■ **WHAT YOU WILL DO**
The lines to return are the one containing "tag the man in navy suit" and all that follow it in the entries below, duplicated exactly and nothing else.

■ **EXERCISE MATERIALS**

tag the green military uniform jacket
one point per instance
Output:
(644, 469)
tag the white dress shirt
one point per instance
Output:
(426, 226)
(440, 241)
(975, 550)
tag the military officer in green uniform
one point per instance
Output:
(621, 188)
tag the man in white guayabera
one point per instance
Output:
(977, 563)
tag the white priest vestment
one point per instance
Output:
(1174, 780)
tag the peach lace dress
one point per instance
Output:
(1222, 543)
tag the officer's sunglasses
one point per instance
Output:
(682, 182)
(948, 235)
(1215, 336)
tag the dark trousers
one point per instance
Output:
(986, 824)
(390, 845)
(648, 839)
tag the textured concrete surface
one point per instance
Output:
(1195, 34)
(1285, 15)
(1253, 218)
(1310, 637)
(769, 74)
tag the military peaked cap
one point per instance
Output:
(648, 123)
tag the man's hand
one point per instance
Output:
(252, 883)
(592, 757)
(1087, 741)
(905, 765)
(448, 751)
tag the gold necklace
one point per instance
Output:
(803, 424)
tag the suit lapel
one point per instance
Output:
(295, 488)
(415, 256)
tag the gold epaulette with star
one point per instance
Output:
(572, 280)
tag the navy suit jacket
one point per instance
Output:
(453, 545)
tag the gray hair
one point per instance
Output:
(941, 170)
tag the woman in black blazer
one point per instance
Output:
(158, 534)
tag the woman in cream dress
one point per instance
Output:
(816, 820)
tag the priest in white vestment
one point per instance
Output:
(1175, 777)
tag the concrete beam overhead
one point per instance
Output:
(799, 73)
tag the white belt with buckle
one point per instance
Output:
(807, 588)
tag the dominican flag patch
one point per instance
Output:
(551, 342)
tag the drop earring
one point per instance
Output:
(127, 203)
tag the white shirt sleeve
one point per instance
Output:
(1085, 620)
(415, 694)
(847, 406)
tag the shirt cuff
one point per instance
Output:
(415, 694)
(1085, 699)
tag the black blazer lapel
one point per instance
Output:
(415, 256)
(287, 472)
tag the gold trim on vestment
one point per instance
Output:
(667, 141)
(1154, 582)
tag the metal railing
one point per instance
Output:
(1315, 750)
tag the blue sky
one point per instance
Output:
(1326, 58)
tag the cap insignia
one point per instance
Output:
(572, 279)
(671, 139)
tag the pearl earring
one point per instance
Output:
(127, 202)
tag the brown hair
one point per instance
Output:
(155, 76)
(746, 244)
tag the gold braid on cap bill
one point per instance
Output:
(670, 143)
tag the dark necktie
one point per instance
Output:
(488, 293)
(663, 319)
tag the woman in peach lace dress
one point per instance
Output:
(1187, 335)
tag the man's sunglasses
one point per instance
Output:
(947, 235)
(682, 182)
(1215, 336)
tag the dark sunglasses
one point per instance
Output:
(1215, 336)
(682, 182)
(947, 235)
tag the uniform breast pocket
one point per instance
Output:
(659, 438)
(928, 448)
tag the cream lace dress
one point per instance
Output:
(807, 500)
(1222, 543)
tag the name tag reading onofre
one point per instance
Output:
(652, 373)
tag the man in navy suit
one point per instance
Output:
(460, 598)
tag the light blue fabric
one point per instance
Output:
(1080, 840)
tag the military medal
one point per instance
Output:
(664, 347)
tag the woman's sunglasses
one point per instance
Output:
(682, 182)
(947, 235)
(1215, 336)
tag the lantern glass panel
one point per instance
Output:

■ **RESULT**
tag the man in navy suit
one point per instance
Output:
(460, 598)
tag the light blue fabric
one point per instance
Output:
(1080, 840)
tag the military medal
one point per instance
Output:
(664, 347)
tag the woman's sunglasses
one point per instance
Output:
(682, 182)
(947, 235)
(1215, 336)
tag the lantern glass panel
one point per instance
Output:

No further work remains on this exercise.